» Action item A
Answer these questions using the excerpt on Vancouver sewers and climate change:
(i) By what year has the City of Vancouver pledged to segregate its sewers?
(ii) Above what annual amount are sewerage costs estimated to rise by 2030?
(iii) According to Clague, roughly what would it cost for Richmond and Delta to raise their dikes?
» Action item B
Pick up the excerpt on Vancouver sewers and climate change after its final sentence and keep writing it.

» Extract

- Opening Delimiter -

But a far pricier problem for municipal wallets will come from fixing sewers. Currently, Vancouver’s combined sewer system channels excess storm water from city streets into the Iona plant. The City of Vancouver has pledged to segregate its sewers by 2050 in part to reduce the stress on Iona.

A 2012 administrative report by the city found the tab for replacing aging pipes will be expensive. Current sewerage costs of roughly $45 million a year are estimated to increase beyond $160 million annually by 2030, which will translate into raised sewerage rates for Vancouver homeowners.

The price of climate change

Sewerage, nonetheless, represents just a fraction of a far greater problem.

A 2009 study conducted by the United Kingdom-based Tyndall Centre for Climate Change Research concluded that a sea level rise of 0.5 metres by 2050 would put $28 trillion (U.S.) worth of assets in 136 major coastal cities under threat. If that’s the case, Metro Vancouver ports and the Tsawassen ferry terminal would have to be reinforced against rising seas. And according to Clague, Richmond and Delta would need to raise their dykes, which would cost some $200 million.

- Closing Delimiter -

(Dataset records)

- Opening Delimiter -

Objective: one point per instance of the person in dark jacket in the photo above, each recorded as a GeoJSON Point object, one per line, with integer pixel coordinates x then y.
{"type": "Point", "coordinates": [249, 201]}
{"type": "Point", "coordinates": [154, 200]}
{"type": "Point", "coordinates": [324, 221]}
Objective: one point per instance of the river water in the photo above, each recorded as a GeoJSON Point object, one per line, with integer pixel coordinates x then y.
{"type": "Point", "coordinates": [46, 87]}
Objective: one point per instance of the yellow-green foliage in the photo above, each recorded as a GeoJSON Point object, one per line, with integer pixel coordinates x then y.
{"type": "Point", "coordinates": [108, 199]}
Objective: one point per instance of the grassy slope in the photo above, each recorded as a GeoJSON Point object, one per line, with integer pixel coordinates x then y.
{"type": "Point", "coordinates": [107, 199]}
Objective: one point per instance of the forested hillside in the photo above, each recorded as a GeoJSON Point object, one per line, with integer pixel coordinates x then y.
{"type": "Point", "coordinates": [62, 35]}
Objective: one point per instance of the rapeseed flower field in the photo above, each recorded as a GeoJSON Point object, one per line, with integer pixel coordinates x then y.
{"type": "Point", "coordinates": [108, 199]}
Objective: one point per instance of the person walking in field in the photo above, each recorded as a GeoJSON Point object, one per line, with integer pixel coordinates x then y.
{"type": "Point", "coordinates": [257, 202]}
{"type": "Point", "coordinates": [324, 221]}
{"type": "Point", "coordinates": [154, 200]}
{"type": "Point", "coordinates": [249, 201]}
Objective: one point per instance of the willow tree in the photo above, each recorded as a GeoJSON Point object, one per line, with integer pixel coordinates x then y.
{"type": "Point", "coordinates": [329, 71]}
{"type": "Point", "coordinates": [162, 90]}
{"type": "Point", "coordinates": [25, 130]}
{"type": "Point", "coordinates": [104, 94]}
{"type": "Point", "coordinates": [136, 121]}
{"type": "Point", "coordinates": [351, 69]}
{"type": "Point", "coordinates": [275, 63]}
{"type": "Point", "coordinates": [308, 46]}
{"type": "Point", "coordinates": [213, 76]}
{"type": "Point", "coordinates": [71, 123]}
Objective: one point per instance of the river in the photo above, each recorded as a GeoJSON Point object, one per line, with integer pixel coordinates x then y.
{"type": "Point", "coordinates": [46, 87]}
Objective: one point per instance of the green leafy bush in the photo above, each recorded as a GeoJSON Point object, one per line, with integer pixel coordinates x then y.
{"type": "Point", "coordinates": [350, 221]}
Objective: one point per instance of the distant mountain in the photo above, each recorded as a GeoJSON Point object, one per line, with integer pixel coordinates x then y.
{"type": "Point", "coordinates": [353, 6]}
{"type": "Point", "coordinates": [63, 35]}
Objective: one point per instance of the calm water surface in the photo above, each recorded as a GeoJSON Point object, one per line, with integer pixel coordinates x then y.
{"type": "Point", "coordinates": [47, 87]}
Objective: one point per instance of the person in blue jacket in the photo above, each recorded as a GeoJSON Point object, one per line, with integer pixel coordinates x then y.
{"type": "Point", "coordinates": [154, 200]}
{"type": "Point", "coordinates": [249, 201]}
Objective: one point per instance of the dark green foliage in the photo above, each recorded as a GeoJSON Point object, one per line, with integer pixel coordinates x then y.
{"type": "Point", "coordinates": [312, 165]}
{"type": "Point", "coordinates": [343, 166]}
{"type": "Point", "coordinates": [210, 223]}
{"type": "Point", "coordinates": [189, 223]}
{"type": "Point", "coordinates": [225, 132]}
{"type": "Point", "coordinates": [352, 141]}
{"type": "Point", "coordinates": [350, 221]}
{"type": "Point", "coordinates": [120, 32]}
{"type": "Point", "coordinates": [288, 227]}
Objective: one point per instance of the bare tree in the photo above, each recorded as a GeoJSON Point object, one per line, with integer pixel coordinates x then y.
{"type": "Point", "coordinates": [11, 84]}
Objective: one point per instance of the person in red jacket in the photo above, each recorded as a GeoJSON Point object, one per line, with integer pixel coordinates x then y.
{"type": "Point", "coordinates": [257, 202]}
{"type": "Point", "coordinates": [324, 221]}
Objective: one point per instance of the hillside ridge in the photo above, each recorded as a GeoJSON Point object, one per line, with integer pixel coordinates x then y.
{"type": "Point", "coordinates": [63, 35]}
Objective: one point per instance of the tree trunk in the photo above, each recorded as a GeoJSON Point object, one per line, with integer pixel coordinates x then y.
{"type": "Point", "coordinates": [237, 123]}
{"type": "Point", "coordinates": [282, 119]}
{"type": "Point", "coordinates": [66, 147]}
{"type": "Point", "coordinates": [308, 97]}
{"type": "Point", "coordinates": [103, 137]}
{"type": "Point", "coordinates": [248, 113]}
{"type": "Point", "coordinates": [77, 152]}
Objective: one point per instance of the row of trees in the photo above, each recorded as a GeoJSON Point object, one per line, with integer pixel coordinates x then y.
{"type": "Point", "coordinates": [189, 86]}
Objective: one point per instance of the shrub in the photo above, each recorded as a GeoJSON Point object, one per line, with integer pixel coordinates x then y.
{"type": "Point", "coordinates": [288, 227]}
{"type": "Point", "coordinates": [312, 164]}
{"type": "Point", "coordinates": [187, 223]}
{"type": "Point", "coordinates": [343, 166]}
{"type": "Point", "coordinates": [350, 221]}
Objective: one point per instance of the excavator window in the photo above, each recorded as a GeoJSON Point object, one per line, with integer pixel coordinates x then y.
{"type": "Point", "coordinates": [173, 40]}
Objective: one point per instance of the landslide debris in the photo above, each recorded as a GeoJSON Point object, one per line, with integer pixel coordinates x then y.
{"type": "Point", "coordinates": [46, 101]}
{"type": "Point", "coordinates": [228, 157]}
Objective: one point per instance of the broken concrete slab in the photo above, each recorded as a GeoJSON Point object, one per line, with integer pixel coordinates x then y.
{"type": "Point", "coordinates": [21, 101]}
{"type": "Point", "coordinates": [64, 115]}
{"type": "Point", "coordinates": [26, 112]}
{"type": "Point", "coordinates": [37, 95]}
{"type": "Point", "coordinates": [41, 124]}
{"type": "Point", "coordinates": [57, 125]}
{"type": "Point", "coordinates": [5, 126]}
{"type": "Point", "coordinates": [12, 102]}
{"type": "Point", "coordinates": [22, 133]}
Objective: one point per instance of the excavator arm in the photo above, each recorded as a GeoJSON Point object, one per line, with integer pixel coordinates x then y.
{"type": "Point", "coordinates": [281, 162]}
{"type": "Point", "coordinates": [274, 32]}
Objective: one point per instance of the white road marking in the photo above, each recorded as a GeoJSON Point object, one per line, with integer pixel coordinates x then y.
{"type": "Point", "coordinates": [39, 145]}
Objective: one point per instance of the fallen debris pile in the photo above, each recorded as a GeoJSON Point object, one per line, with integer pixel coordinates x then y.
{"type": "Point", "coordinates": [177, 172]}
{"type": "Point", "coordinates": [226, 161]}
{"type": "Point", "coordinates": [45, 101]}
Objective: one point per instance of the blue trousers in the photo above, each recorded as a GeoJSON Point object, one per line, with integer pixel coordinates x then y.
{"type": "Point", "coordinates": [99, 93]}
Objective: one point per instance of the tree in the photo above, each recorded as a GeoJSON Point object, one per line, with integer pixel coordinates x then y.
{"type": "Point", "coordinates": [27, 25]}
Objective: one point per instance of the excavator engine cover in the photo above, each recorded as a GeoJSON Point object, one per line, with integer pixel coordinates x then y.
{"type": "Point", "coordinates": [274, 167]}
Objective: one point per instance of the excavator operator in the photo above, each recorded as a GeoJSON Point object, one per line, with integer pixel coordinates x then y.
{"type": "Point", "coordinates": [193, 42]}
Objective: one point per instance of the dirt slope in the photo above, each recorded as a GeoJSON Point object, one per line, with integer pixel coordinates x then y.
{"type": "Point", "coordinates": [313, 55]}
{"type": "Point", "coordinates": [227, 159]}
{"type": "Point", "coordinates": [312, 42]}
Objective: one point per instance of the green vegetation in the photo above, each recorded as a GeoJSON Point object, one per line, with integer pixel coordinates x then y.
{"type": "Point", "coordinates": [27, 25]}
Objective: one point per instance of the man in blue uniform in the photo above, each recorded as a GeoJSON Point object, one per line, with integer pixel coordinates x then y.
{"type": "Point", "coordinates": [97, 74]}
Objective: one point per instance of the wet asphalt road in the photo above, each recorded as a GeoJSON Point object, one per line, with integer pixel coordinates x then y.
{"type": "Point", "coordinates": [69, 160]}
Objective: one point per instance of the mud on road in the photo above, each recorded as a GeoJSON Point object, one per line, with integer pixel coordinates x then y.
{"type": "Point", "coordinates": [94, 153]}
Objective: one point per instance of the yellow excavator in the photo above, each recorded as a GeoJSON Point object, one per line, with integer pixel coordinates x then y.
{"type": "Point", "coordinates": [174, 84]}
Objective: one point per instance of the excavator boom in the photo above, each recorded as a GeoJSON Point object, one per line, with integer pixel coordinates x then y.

- Closing Delimiter -

» Exercise answer A
(i) 2050
(ii) $160 million
(iii) About $200 million

» Exercise answer B
Sewerage, out of sight beneath city streets, is where the costs of climate change will be felt first, and the cost of maintaining sewerage will only grow in coming years.

The sooner municipalities can act, “the less [they’re] going to have to take out of the bank later on,” said David Flanders. He works on Collaborative for Advanced Landscape Planning (CALP), a University of British Columbia (UBC) project that provides B.C. communities with 3D visualizations for climate change adaptation strategies.

“The place to start would be locally and very, very small,” he said.

Protecting Iona

There are a number of ways that the pressure on the Iona plant and Vancouver sewage system could be relieved that would be cost effective and have additional environmental benefits.

Some solutions are simple. For example, a 2008 Metro Vancouver report found that the impact of increased heavy rainfalls could be reduced by installing green infrastructure such as porous pavement, rain gardens, green roofs, and rain barrels to capture extra water. That stored water, in turn, could be used to irrigate lawns and gardens during hot summer months.

A far more labour-intensive solution for protecting the plant would involve rejigging how the Metro Vancouver wastewater system works. Part of that solution involves segregating sewers, which the City of Vancouver has pledged to do.

But Christianne Wilhelmson, executive director of the Georgia Strait Alliance, said the GVRD’s plans to replace the old Iona plant also provide an opportunity to innovate on how we deal with wastewater.

Iona and the Lions Gate wastewater treatment plants — which only offer primary treatment of sewage — have been in the crosshairs of environmental groups for a decade. Wilhelmson said she was involved in litigation against the two plants for failing monthly toxicity tests mandated by the federal Fisheries Act.

The new Iona plant can’t “be like we built it 40 years ago,” she said.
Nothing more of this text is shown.